▶ **Source document**:
Publication Abstract Display
Type: Published Abstract
Title: HLA gene loci associated with HIV load in csf and blood plasma in the CHARTER cohort.
Authors: Gelman BB, Ahuja S, Ellis R, Letendre S, Marra C, McArthur J, Morgello S, Clifford D, Grant I, Vaida F
Year: 2014
Publication: 21st Conference on Retroviruses and Opportunistic Infections
Volume: Issue: Pages:
Abstract:Background: Certain polymorphic gene loci in the major histocompatibility complex (HLA) are associated with better control of HIV loading in the blood plasma of patients with European ancestries, but not African ancestries. To determine whether HLA alleles influence HIV replication in the CNS we compared cerebrospinal fluid (CSF) HIV with HLA genotypes. Methodology: HLA-C*-35 (rs9264942) and HLA-B*5701 (rs2395029) were typed using PCR in 564 DNA isolates from HIV-infected patients in the USA CHARTER cohort. HIV gag/pol RNA log10 copy number per ml data was obtained and differences with versus without HLA alleles were assessed using Fisher’s exact test, T test, or Wilcoxon rank sum test. Results: Cross sectional analysis of 48 treatment naïve European subjects showed that the C allele of HLA-C*-35 was associated with lower HIV loading in blood plasma (TT = 4.45, CT = 4.30, CC = 3.60, p < 0.034) but not in CSF (p = 0.61). In 205 European subjects given HAART, HLA-C*-35 was not associated significantly with HIV loads. Results for HLA-B*5701 positivity in treatment naïve Europeans resembled HLA-C*-35 results for plasma (+ = 4.49, - = 3.19, p < 0.032) and CSF HIV (p = 0.20). No association between HLA type and HIV loading was present in 33 treatment naïve patients with African ancestries. In 164 treated Africans the C allele of HLA-C*-35 exhibited an unexpected association with greater detection of HIV (worse HIV control) (plasma, p < 0.012; CSF, p < 0.022). Conclusions: In accord with other reports HLA-C*-35/C and HLA-B*5701/+ alleles provided better control of HIV loading in plasma of treatment naïve Europeans, and this association is not observed in treatment naïve Africans. The same association using CSF HIV instead of plasma HIV was not significant. In treated Europeans HLA genes do not confer an obvious benefit towards improving virological control, likely because the treatment effect overshadows the genetic effect. Unlike treated Europeans the treated Africans with HLA-C*-35 C alleles paradoxically exhibited an innate blunting of the beneficial virological effect of treatment in the two body compartments.

▶ **Problem details**: According to the abstract, how many DNA isolates were typed for HLA-C*-35 and HLA-B*5701 using PCR?

▶ **Exercise data**:
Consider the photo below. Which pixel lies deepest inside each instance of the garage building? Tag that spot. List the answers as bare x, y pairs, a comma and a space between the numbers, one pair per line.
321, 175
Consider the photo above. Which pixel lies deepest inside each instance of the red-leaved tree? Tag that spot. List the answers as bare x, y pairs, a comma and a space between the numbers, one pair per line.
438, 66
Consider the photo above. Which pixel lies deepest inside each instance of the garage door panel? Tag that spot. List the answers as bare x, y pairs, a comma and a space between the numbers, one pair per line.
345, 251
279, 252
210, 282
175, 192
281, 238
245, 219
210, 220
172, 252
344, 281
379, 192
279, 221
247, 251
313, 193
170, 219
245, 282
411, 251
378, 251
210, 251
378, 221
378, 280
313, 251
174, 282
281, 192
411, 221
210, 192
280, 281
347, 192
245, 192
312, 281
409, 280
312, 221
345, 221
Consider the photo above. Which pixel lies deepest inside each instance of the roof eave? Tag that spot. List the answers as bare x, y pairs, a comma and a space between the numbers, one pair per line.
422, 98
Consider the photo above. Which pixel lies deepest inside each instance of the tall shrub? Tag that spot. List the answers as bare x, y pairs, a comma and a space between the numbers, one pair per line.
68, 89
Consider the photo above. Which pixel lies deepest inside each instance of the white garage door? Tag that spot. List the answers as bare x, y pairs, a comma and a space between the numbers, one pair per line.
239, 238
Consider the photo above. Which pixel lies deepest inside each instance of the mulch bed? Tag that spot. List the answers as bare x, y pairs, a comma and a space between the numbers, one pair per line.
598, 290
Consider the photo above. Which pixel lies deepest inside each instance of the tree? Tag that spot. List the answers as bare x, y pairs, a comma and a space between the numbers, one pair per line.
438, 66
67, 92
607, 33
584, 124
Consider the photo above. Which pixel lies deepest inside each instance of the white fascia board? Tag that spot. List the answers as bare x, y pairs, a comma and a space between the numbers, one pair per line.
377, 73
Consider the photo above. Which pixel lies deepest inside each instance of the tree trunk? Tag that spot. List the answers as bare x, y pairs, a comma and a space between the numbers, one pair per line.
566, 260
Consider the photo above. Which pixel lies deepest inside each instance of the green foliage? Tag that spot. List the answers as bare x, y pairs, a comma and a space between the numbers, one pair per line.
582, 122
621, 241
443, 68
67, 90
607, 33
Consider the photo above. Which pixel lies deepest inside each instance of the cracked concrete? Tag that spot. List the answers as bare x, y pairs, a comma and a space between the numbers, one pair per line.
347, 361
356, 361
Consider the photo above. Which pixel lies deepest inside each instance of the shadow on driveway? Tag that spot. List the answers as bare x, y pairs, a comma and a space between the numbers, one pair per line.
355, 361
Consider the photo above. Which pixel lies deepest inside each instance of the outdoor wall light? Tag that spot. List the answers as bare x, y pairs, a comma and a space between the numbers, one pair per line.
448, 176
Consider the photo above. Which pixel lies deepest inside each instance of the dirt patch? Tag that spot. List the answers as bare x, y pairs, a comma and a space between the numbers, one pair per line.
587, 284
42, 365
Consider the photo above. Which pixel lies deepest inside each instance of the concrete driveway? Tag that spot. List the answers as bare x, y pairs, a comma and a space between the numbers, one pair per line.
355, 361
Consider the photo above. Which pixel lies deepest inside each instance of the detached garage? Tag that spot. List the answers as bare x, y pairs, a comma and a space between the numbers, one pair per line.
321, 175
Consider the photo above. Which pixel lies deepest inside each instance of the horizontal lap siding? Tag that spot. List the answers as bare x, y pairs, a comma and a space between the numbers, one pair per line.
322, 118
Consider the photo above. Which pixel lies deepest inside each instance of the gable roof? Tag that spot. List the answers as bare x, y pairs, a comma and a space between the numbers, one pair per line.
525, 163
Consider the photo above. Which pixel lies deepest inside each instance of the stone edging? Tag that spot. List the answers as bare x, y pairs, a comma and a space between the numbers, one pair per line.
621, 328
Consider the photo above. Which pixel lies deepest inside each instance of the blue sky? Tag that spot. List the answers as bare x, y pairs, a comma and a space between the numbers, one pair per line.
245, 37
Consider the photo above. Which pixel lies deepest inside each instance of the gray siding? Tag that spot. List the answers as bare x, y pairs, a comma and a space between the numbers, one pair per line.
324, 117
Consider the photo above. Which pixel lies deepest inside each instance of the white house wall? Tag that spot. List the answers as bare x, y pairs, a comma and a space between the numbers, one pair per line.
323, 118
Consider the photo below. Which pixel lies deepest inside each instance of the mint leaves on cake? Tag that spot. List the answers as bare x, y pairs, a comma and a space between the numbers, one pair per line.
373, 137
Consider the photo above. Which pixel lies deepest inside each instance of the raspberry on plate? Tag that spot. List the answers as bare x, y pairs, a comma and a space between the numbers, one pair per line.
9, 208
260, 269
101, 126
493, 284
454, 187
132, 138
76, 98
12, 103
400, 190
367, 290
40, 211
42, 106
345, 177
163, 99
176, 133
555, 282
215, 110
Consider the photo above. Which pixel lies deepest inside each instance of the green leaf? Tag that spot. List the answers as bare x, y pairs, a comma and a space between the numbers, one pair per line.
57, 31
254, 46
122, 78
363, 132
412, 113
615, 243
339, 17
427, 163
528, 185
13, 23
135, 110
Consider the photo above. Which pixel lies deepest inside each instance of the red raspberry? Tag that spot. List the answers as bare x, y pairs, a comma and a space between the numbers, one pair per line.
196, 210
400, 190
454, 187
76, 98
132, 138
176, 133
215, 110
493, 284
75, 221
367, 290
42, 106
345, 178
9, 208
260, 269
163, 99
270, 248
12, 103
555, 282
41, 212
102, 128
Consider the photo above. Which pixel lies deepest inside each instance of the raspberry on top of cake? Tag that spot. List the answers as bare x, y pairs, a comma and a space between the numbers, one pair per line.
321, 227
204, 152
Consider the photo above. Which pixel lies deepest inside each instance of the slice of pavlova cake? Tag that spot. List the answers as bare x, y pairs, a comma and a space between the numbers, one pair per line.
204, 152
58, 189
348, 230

▶ **Solution to this task**: 564 DNA isolates from HIV-infected patients in the USA CHARTER cohort.